PROBLEM DETAILS:
Return the lines beginning at the one that contains "Point on each instance of the beige" and continuing to the end of the entries, including both ends, exactly as written and nothing else.
----- RECORDS PROVIDED -----
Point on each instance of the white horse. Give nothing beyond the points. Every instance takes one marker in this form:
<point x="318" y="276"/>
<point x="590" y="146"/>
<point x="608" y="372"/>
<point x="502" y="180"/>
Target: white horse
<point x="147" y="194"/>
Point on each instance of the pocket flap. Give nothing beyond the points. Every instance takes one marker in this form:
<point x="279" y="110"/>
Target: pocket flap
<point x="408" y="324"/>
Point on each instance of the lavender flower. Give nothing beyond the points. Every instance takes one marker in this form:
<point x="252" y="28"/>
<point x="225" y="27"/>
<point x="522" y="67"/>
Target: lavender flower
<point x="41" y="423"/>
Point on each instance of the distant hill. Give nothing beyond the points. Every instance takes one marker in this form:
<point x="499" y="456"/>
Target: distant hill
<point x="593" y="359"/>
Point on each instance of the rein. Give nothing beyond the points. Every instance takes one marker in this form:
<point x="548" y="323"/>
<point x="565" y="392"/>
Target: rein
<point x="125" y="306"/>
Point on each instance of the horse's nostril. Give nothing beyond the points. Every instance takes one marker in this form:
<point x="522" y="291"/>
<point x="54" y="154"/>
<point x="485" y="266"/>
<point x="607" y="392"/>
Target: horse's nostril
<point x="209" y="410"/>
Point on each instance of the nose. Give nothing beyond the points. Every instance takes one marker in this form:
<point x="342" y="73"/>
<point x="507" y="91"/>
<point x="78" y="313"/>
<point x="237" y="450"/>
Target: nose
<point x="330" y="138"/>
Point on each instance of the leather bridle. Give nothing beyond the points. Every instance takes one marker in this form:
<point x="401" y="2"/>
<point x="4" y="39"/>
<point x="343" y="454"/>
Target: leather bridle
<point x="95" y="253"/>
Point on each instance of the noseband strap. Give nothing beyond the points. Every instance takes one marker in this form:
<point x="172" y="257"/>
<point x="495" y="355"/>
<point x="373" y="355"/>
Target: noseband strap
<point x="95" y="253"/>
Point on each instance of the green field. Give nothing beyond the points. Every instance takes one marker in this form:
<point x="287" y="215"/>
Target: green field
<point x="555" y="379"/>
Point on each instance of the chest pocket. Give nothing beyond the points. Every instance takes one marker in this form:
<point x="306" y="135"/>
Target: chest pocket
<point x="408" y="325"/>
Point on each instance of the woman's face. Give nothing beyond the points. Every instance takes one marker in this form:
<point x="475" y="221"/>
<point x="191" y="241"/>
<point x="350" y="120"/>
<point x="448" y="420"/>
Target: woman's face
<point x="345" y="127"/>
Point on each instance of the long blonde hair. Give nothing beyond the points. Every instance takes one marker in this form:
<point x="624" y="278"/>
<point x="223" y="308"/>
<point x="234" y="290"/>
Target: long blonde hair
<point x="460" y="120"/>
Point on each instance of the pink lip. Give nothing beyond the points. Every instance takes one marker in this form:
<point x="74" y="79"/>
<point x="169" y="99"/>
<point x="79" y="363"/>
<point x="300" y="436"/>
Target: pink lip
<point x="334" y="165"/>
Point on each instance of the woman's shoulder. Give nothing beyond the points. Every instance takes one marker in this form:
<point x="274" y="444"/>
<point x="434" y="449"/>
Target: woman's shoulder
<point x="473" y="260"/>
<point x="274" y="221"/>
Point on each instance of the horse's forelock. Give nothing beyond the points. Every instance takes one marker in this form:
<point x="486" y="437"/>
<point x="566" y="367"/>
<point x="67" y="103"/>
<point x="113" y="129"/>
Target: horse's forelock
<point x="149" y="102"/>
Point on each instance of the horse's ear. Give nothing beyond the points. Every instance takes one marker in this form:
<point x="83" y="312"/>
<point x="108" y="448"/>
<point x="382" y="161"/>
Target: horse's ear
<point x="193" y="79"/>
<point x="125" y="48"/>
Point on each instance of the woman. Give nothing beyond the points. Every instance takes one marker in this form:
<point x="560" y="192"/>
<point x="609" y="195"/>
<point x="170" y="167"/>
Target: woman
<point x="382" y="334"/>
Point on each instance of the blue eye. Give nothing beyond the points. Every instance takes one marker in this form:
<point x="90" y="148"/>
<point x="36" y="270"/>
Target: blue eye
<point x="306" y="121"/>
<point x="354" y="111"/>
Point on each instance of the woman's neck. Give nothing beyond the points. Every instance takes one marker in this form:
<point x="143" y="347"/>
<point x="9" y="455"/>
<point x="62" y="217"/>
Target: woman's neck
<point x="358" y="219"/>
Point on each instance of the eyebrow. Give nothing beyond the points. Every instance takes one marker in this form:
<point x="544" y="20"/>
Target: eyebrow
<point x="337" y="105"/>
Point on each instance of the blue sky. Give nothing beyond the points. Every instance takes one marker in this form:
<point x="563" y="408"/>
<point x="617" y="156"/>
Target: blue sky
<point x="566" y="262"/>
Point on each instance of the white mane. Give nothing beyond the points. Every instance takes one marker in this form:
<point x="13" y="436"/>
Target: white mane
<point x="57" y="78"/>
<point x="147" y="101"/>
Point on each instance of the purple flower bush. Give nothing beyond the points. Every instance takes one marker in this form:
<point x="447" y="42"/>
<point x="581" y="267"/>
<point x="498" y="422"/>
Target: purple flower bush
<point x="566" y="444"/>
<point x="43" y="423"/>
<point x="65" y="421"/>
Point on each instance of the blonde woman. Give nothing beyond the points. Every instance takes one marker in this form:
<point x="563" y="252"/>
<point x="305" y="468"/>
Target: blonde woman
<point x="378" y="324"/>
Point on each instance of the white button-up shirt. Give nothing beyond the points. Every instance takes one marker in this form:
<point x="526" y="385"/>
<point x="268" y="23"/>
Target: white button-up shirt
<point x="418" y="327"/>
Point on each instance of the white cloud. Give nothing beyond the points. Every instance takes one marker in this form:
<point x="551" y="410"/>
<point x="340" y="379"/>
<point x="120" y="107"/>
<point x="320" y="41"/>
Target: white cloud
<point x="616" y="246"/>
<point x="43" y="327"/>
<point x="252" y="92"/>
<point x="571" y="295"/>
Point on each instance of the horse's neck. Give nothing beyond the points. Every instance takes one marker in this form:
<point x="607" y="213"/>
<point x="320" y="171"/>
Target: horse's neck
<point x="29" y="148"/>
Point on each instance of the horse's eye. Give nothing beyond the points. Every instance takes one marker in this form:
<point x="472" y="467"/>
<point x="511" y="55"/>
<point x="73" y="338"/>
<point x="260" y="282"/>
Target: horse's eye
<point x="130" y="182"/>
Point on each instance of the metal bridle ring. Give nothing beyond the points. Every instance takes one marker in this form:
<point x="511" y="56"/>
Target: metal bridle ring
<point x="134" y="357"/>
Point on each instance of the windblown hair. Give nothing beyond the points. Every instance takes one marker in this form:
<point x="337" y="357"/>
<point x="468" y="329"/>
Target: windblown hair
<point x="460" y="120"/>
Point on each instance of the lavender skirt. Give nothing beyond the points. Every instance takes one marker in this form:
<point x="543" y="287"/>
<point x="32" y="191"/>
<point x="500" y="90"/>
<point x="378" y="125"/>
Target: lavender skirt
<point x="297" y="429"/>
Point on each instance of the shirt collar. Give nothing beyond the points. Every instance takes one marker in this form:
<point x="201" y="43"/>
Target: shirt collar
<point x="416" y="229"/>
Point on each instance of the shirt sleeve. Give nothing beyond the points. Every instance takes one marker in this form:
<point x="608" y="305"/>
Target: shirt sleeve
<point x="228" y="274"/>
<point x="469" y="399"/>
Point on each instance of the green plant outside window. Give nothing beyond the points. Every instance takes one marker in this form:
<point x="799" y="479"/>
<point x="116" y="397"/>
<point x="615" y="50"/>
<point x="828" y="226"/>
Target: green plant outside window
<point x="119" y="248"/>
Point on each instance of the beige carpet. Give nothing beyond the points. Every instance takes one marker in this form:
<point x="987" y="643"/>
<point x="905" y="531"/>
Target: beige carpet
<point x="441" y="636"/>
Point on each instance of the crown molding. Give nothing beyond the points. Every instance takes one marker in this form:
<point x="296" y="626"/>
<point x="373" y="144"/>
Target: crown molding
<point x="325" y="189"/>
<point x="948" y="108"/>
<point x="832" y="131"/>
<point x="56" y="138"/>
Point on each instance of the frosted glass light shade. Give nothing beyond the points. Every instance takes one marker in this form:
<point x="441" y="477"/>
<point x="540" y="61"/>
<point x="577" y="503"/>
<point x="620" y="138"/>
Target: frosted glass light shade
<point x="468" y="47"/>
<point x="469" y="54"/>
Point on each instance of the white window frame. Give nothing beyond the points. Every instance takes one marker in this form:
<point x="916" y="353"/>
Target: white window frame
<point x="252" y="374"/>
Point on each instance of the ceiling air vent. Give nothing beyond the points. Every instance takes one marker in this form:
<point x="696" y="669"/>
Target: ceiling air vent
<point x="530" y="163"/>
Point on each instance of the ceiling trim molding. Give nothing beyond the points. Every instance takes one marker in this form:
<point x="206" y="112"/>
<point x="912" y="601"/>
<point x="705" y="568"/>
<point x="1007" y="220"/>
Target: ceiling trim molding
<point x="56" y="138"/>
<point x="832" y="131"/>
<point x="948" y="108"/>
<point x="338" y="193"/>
-----
COMPLETE ANSWER:
Point on each instance of the beige carpet. Give nothing beyond the points. Every instance takes one marker in this form:
<point x="987" y="643"/>
<point x="905" y="531"/>
Target: beige carpet
<point x="441" y="636"/>
Point on each instance of the crown molding. Give nothing beyond the points. Every instance takes one marker in this form:
<point x="296" y="626"/>
<point x="373" y="144"/>
Target: crown molding
<point x="325" y="189"/>
<point x="948" y="108"/>
<point x="832" y="131"/>
<point x="56" y="138"/>
Point on each instance of the frosted glass light shade. Give nothing beyond the points. Every instance takes one marker in this form:
<point x="441" y="477"/>
<point x="540" y="61"/>
<point x="577" y="503"/>
<point x="620" y="138"/>
Target: frosted glass light shade
<point x="468" y="47"/>
<point x="469" y="54"/>
Point on each instance of the white window frame. Give nothing beyond the points. Every instance takes one marker in this form:
<point x="916" y="353"/>
Target: white window frame
<point x="252" y="374"/>
Point on each instance of the ceiling air vent. Give nothing beyond the points. Every instance takes one marker in this form:
<point x="696" y="669"/>
Target: ceiling air vent
<point x="530" y="163"/>
Point on each instance of the ceiling trim molding. Give nothing beyond the points. Every instance takes one marker in this form:
<point x="206" y="112"/>
<point x="912" y="601"/>
<point x="705" y="568"/>
<point x="1007" y="220"/>
Target: ceiling trim molding
<point x="56" y="138"/>
<point x="832" y="131"/>
<point x="948" y="108"/>
<point x="338" y="193"/>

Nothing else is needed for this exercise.